TASK DIRECTIONS =
Repeat, word for word and with nothing added, each line from the one containing "Find the rooster figurine." to the final line of the data, keeping both ends. Pictures are not part of the copy.

EXTRACTED DATA =
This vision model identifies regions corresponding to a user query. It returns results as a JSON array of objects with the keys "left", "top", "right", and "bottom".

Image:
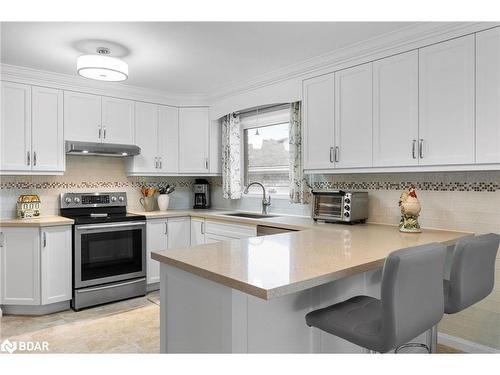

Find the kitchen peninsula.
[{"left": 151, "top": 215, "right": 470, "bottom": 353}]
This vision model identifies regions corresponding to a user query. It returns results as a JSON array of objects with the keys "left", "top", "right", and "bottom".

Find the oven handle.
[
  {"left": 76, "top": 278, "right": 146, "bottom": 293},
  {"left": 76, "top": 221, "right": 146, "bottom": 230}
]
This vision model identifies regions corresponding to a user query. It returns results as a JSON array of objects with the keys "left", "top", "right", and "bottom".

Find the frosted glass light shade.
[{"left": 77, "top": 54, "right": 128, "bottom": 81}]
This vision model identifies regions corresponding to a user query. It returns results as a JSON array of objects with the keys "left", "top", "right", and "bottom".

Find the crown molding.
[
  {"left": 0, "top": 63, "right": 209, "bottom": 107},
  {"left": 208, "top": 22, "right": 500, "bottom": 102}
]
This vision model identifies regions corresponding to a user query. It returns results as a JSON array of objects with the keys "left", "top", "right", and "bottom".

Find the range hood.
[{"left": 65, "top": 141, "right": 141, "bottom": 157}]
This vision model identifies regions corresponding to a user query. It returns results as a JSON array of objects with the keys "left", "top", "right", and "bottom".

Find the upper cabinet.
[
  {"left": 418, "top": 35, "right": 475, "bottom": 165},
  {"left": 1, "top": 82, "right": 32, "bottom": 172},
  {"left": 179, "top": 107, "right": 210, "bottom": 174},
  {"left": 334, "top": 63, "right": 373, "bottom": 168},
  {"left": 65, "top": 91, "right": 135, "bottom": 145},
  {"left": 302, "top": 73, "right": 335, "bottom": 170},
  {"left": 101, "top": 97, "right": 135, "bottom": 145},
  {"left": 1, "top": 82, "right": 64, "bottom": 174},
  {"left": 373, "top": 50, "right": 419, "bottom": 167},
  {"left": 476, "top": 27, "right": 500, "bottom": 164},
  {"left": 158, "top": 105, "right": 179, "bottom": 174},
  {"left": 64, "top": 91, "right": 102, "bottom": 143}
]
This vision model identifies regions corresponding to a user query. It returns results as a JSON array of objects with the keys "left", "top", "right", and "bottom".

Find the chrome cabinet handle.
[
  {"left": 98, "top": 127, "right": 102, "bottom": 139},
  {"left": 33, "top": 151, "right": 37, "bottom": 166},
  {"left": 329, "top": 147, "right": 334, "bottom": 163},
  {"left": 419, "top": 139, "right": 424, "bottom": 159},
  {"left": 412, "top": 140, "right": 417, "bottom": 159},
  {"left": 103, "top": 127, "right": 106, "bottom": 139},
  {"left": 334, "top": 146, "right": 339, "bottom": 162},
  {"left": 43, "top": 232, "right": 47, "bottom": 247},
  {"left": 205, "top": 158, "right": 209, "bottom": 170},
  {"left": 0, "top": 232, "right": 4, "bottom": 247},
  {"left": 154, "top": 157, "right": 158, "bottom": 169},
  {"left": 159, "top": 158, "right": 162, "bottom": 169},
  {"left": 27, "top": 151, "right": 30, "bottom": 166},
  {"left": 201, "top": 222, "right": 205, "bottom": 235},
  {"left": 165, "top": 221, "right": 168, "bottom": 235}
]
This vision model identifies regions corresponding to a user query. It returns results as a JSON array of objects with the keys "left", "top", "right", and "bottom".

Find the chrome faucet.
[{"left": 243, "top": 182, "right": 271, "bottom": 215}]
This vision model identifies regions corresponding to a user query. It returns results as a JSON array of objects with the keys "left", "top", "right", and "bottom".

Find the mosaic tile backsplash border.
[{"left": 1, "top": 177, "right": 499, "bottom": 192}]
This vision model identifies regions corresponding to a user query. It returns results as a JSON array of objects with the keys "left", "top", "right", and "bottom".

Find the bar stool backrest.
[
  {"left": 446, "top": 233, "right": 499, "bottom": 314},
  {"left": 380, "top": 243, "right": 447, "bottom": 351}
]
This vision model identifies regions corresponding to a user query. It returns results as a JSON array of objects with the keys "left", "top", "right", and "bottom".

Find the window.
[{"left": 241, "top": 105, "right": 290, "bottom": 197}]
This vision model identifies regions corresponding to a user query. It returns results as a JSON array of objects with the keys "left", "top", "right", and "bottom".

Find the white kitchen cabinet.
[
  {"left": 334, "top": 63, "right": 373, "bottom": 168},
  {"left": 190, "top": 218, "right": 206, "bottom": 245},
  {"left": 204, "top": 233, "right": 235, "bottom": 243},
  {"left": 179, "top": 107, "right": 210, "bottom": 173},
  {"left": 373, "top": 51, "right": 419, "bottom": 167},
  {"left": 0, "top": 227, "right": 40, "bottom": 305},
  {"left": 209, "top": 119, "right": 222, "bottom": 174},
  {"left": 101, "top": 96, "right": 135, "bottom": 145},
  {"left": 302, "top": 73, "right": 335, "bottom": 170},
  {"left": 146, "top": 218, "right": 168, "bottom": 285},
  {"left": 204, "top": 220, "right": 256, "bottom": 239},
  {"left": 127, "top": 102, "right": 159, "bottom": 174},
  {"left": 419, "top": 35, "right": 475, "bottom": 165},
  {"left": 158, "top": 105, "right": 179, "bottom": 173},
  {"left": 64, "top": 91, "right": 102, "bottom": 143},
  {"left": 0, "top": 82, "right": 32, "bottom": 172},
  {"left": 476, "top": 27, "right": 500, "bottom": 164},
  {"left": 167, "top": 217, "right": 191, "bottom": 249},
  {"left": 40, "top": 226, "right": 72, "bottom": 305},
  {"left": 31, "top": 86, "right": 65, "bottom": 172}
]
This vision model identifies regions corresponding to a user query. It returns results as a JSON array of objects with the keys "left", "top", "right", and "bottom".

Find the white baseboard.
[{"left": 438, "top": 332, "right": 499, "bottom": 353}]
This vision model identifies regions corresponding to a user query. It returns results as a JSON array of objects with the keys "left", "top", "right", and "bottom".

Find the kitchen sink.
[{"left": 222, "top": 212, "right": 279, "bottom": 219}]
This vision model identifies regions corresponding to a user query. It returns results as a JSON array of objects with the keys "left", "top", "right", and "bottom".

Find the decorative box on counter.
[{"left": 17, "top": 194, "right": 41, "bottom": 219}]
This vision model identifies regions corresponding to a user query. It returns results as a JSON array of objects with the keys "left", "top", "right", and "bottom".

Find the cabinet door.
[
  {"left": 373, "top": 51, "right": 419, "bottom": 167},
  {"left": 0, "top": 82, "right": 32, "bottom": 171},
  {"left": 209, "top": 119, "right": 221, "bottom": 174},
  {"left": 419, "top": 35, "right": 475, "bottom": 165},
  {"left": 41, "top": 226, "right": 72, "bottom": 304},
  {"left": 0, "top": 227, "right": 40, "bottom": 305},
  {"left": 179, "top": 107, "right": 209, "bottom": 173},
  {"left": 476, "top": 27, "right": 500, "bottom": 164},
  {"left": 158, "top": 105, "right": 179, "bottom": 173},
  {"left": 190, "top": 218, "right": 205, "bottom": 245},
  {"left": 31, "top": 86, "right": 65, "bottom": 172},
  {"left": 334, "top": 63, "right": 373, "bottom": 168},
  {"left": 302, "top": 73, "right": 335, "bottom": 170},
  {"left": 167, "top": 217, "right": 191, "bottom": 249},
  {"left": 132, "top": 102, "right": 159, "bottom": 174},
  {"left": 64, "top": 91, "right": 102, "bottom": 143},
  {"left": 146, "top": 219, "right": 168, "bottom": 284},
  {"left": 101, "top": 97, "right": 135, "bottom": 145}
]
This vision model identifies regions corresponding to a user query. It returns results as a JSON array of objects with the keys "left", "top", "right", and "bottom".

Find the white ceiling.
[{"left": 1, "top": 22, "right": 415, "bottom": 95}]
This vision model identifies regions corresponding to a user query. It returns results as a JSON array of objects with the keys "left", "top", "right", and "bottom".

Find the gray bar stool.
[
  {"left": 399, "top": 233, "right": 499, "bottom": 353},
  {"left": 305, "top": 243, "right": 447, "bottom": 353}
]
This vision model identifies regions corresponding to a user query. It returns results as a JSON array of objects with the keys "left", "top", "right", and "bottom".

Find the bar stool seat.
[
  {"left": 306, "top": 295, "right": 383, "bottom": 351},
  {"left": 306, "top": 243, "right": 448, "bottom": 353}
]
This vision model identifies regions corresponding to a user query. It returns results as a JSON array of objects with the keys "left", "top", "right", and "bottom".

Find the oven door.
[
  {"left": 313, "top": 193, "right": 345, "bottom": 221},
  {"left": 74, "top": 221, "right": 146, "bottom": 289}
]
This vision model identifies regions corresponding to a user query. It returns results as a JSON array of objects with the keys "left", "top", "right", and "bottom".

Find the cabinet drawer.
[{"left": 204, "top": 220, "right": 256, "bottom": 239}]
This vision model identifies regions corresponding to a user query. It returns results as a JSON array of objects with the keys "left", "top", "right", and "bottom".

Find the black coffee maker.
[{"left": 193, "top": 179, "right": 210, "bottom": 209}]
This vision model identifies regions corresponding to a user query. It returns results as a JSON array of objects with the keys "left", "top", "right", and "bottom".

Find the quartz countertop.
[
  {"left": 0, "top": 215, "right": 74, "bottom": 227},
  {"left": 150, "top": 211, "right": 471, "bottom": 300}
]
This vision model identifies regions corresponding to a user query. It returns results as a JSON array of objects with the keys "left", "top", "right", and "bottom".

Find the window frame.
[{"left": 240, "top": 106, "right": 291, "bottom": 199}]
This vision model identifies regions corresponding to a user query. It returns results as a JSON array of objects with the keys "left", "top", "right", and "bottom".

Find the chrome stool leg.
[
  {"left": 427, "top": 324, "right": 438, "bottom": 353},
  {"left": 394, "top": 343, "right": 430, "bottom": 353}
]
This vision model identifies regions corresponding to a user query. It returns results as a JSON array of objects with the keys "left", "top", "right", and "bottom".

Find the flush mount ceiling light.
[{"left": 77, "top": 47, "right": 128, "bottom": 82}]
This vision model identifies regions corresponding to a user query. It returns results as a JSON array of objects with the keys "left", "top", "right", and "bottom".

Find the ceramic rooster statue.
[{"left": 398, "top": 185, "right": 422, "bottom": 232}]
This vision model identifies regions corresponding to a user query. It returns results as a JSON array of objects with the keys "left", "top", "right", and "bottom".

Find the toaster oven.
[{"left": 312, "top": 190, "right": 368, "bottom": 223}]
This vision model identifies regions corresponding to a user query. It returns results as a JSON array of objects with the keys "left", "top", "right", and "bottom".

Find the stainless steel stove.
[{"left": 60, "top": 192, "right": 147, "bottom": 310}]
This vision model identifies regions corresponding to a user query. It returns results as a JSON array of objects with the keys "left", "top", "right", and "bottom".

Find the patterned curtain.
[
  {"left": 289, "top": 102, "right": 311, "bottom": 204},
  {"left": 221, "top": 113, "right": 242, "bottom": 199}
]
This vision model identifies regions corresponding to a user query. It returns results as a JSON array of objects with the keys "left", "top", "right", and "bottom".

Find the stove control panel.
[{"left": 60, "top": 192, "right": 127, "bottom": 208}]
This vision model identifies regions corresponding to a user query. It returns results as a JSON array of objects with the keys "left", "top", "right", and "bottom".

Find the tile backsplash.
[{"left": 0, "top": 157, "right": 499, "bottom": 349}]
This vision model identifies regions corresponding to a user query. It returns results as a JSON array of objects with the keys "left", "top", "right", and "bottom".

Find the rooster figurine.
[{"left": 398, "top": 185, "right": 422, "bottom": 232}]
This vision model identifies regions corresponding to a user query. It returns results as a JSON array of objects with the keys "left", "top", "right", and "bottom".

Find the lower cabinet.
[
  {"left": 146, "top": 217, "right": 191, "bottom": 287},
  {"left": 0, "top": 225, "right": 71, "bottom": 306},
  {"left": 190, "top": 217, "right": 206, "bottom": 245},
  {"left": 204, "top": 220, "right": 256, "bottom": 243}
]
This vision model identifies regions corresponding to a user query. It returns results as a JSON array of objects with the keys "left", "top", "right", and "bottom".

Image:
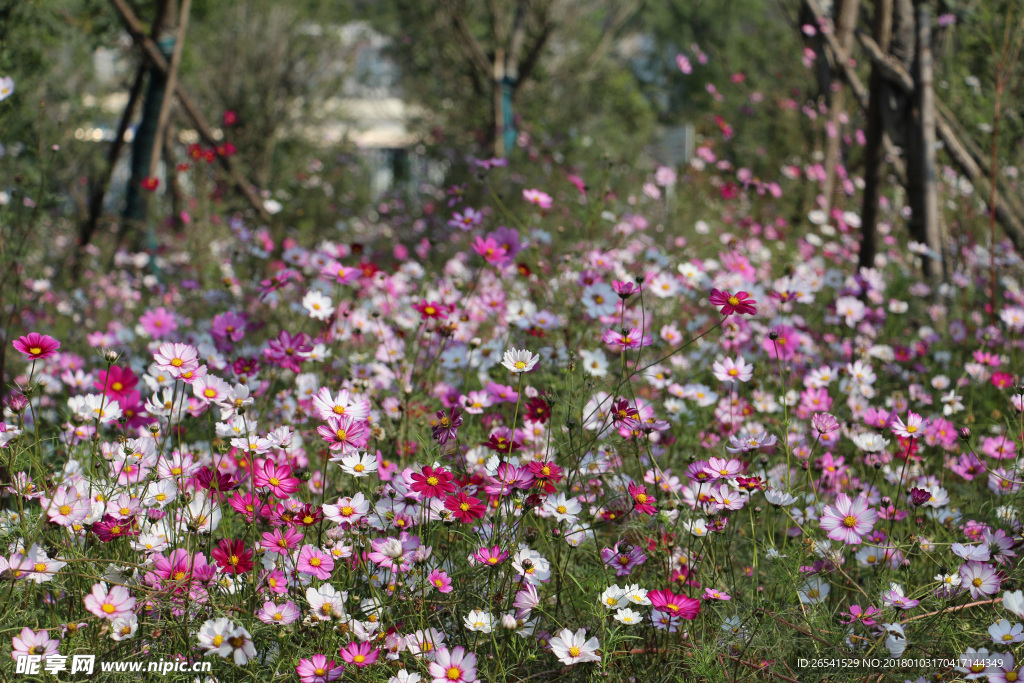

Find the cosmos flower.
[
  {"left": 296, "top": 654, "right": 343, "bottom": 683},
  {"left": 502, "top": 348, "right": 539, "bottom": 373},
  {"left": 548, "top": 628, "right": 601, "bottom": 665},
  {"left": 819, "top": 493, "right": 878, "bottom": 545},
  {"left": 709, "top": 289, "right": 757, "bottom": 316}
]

RESULT =
Find the rooster figurine.
[{"left": 398, "top": 185, "right": 422, "bottom": 232}]
This vision model identifies regions corresponding to a user query. It returns results as a JSON array of objects with the keys "left", "top", "right", and "bottom".

Find the lower cabinet.
[
  {"left": 146, "top": 217, "right": 191, "bottom": 287},
  {"left": 0, "top": 225, "right": 71, "bottom": 306},
  {"left": 190, "top": 217, "right": 206, "bottom": 245},
  {"left": 204, "top": 220, "right": 256, "bottom": 243}
]
This vision model identifies regions corresponding to a user query. It returns results as a JSON array of objects with the keys "left", "top", "right", and "bottom".

Image:

Find the cosmos flower.
[
  {"left": 296, "top": 654, "right": 343, "bottom": 683},
  {"left": 502, "top": 348, "right": 539, "bottom": 373},
  {"left": 548, "top": 628, "right": 601, "bottom": 665},
  {"left": 819, "top": 493, "right": 878, "bottom": 545},
  {"left": 709, "top": 289, "right": 757, "bottom": 316}
]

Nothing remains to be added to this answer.